To do:
Pick out and copy every line in the entries below that contains the string "brown". Matches must agree in case.

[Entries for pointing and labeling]
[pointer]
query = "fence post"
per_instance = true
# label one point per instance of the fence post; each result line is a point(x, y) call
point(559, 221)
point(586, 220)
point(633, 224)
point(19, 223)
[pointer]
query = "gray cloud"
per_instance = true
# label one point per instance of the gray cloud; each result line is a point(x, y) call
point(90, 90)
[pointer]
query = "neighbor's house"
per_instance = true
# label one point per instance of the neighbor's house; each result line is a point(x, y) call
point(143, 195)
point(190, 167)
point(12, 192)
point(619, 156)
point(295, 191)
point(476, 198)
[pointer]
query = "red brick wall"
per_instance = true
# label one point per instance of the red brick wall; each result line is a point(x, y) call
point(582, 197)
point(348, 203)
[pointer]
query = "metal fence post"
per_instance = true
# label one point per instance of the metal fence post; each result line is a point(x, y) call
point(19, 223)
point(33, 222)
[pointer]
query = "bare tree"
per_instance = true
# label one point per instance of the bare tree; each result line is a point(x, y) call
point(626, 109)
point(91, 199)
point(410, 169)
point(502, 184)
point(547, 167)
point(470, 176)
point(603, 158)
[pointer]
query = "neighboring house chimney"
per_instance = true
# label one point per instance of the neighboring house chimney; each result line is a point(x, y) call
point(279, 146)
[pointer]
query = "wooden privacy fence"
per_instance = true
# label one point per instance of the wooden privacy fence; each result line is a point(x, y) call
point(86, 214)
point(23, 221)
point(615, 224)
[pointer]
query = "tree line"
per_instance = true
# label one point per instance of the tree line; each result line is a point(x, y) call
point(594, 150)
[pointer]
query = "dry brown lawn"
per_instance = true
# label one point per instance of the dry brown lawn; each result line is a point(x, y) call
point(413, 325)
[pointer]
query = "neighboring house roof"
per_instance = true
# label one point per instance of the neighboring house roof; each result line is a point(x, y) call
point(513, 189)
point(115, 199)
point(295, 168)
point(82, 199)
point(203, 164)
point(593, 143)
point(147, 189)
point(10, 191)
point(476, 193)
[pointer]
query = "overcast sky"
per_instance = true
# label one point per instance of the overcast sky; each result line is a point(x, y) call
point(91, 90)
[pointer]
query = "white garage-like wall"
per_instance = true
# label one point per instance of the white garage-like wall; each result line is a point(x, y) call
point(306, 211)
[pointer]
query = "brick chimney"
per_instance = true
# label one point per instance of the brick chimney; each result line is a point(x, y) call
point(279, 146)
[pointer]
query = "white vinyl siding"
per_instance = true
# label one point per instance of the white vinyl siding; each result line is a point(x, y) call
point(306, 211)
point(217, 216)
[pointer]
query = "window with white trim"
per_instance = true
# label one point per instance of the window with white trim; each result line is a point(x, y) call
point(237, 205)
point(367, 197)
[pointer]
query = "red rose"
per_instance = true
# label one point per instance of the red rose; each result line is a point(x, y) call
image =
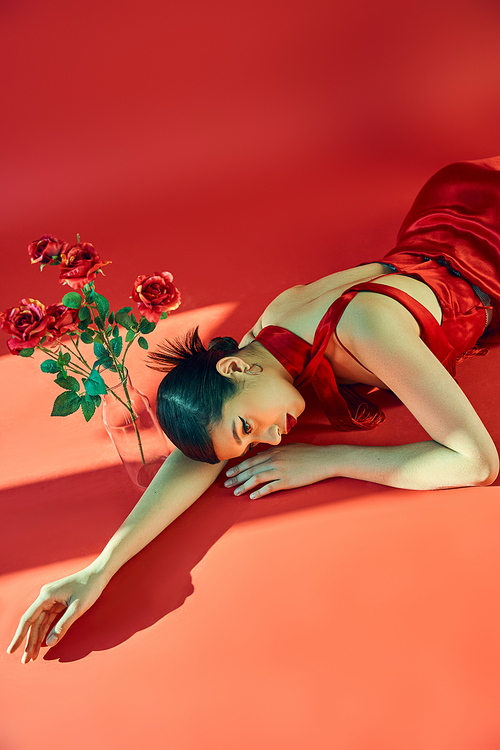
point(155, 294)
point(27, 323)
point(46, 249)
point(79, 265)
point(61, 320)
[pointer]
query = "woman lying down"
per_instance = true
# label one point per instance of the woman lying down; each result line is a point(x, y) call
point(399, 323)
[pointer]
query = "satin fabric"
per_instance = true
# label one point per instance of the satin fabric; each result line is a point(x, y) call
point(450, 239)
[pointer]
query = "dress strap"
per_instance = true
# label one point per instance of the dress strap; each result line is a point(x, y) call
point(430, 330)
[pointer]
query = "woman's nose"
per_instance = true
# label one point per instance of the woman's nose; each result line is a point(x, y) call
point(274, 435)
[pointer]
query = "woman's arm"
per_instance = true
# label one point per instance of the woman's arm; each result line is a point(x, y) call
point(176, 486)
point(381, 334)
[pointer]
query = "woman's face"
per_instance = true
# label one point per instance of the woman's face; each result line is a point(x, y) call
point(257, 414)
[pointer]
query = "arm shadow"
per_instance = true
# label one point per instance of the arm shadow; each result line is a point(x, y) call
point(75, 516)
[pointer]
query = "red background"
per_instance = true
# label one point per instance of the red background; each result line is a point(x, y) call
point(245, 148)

Finished exercise:
query = "dry brown lawn"
# label one point per instance of the dry brown lawn; each result line is a point(x, y) call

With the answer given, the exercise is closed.